• WHAT YOU WILL DO: Count how many of the lines below contain the string "garden", with case counting, and reply with that number alone.

===== MATERIAL FOR THIS TASK

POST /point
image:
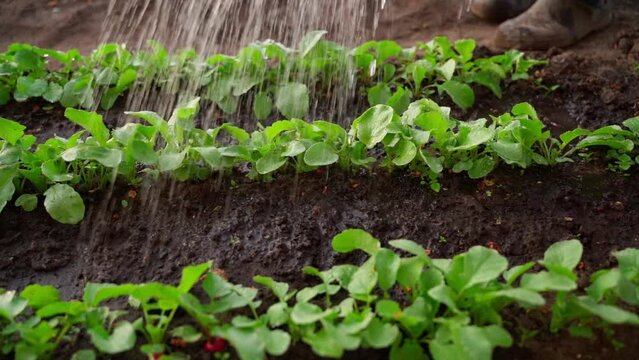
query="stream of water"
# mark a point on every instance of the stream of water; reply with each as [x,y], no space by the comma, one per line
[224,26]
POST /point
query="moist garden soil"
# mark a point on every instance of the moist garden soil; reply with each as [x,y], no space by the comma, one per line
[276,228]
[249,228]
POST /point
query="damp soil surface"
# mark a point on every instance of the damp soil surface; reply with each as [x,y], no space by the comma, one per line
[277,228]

==========
===== MATERIAL FOR THIS TASK

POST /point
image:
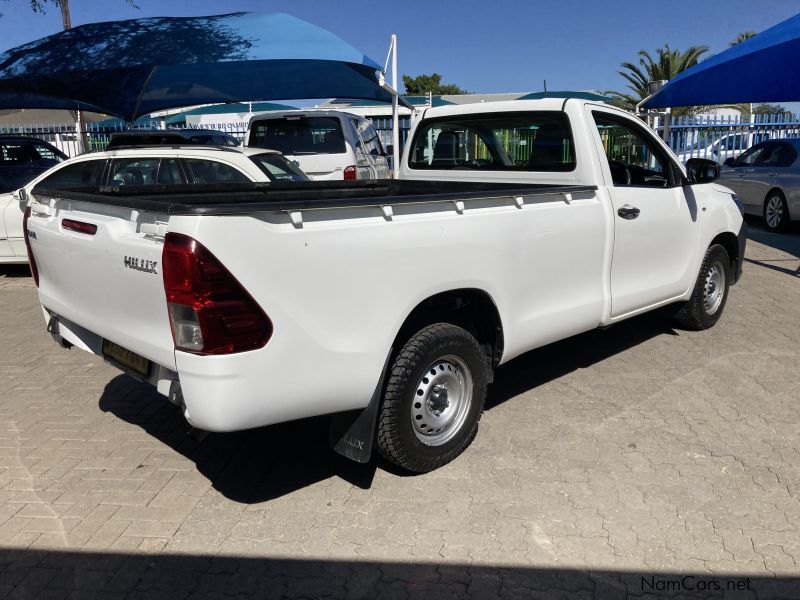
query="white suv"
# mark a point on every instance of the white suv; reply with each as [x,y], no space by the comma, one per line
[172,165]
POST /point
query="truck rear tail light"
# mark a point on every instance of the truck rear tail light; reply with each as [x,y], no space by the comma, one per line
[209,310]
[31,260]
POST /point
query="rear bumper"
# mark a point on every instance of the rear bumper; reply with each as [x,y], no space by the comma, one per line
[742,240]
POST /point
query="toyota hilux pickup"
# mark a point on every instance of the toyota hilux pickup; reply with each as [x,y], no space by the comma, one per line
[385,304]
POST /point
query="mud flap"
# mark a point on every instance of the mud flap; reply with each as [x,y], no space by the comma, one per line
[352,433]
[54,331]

==========
===== MATERIAL FOR THIS TASK

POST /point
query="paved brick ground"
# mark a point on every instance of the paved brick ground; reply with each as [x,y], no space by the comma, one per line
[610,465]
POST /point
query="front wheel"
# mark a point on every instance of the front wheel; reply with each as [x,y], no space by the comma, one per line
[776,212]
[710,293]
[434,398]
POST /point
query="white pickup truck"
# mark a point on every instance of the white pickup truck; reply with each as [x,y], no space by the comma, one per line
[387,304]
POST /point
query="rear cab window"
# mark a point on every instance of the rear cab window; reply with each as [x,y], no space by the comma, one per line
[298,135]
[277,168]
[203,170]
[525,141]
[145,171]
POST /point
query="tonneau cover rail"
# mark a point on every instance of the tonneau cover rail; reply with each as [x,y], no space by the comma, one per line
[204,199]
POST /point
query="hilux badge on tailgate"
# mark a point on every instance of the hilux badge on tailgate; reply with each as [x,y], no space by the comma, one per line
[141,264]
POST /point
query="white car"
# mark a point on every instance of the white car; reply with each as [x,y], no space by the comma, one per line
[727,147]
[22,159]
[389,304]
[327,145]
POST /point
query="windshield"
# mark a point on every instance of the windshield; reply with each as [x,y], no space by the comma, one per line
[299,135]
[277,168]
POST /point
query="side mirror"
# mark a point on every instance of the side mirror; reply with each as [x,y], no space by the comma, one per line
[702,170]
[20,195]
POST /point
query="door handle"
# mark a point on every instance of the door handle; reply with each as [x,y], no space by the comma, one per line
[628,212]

==========

• SOLUTION: 2